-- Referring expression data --
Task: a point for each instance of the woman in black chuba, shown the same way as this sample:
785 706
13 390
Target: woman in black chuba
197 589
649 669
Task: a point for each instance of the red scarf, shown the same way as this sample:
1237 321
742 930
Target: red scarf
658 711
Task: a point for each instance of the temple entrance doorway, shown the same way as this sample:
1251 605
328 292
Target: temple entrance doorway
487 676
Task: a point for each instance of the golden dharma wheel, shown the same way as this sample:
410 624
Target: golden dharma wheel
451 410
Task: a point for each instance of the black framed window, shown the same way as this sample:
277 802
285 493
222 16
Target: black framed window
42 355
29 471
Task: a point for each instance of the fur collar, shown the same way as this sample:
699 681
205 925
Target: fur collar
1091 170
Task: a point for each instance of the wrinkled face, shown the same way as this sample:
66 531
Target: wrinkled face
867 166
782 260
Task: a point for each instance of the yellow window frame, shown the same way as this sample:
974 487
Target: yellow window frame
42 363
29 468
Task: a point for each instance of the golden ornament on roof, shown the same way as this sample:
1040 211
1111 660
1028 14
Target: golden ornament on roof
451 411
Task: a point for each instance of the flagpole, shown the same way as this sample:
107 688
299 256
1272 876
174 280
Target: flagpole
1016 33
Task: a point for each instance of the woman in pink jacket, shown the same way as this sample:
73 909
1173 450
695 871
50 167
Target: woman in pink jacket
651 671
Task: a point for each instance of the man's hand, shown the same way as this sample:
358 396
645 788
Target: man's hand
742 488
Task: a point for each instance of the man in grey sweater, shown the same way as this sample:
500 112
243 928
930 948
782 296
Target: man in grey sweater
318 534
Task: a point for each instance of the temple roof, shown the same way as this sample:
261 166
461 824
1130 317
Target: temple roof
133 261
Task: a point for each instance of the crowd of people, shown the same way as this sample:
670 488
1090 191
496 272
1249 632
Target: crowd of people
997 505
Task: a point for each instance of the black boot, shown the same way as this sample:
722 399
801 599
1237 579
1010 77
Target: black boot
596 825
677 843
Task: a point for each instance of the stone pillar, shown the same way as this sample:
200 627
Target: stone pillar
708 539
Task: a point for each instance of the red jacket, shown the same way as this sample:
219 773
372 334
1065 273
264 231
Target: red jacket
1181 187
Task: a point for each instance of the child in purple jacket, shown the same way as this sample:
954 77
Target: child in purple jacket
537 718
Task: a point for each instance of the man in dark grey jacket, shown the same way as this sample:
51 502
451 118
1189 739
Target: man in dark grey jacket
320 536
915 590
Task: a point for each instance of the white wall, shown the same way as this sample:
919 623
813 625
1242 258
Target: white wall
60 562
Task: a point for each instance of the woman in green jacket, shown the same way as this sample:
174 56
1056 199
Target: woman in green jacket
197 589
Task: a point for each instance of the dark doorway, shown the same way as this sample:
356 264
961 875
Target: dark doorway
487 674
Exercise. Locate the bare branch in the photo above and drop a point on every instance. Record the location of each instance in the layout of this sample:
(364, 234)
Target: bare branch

-- WHAT YOU SHOULD DO --
Please show the lines in the entries above that hold the string "branch".

-- RESULT BELOW --
Exercise. Locate the bare branch in the photo above and drop a point on every instance. Record the location of each instance in the layout of this sample:
Target: bare branch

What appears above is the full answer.